* **Work to complete**
Reproduce only the records from the line holding "Could you please point to the bark" through the end of the records, inclusive, substituting "image coordinates" for every "pixel coordinates" and changing nothing else.

* **Given records**
● ● ● ● ●

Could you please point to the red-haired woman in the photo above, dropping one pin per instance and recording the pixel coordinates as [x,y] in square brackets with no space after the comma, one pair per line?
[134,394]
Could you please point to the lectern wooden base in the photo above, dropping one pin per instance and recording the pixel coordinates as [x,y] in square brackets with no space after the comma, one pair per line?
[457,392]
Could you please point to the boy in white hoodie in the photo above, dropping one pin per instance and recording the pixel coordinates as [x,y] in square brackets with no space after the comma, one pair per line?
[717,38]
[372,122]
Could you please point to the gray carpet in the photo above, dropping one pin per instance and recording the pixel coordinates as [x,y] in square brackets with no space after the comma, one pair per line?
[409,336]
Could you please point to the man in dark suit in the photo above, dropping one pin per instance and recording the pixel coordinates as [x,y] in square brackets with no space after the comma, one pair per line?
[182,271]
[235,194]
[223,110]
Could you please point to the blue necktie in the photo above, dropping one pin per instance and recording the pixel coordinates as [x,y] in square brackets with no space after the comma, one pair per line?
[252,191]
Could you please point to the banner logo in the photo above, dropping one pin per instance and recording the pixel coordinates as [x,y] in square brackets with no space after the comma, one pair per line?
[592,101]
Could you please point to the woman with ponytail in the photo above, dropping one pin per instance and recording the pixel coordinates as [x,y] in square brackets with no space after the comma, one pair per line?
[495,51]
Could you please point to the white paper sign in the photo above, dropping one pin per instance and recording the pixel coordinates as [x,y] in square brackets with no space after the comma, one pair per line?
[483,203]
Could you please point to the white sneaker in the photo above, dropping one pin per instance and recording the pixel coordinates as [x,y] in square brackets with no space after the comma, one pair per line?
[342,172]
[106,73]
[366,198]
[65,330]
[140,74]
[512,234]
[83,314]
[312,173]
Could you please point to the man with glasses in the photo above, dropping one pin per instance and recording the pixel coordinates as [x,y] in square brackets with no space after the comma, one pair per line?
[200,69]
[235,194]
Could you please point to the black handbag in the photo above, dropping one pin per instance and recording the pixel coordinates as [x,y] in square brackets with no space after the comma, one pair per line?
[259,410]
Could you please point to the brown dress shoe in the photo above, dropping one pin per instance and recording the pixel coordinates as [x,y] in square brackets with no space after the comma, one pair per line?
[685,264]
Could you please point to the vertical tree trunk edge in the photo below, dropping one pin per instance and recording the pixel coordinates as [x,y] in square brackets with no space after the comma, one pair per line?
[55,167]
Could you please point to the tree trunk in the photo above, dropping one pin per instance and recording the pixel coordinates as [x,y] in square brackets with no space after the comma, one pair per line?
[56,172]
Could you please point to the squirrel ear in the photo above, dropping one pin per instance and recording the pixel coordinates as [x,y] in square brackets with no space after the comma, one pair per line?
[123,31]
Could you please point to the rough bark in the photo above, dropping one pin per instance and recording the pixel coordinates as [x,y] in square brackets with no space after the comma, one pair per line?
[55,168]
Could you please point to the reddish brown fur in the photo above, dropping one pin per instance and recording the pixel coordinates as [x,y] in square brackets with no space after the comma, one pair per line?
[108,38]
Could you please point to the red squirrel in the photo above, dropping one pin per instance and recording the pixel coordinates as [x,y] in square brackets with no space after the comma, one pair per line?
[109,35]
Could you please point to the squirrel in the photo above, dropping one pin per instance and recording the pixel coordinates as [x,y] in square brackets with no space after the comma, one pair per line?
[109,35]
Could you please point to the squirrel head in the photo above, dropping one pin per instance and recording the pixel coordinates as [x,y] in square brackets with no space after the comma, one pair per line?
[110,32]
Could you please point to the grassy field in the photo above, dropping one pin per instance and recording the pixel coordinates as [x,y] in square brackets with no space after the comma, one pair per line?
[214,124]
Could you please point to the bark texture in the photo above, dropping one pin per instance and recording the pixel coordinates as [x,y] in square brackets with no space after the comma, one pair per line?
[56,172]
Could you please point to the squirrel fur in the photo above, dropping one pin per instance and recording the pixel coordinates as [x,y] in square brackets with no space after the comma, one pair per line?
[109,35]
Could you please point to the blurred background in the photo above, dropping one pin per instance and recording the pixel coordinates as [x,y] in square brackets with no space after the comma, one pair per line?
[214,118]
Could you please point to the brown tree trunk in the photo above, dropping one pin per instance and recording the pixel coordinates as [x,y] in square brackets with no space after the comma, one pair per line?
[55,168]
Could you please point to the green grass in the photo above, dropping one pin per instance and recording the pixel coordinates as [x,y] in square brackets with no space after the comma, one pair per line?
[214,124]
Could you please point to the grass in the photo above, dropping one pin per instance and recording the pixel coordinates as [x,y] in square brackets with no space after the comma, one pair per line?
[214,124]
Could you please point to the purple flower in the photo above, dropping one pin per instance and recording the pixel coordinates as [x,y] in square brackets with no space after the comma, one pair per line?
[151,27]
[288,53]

● ● ● ● ●

* **Expected answer**
Could you please point to the bark texture in the photo above, dropping one pin per instance and recording the image coordinates as [x,y] in square brackets with no space after the comma, one pair per line?
[56,172]
Could you please point to the squirrel fur in the photo above, dropping one pin per instance and recording the image coordinates as [x,y] in square brackets with no space after the comma, one pair per line?
[109,35]
Could you please point to the blurred background in the photo above, dropping one pin per instance and recording the image coordinates as [x,y] in square brackets with no space after the comma, one pair per line?
[214,118]
Could you please point to the brown tree trunk in the photo above, dropping one pin per instance and recording the image coordinates as [x,y] in square brackets with no space after the comma, one pair per line?
[55,168]
Could you please point to the green grass in the photo above, dropping one pin per instance and recording the image coordinates as [x,y] in square brackets with no space after the comma, one pair per line?
[214,124]
Could you please point to the grass in the photo above, dropping one pin per instance and recording the image coordinates as [x,y] in square brackets with no space after the comma, one pair per line?
[214,124]
Could you please point to the purple flower in the photo above, dropping one pin per instance and recording the image coordinates as [x,y] in square brackets with no space after the comma, one pair per line?
[151,27]
[288,53]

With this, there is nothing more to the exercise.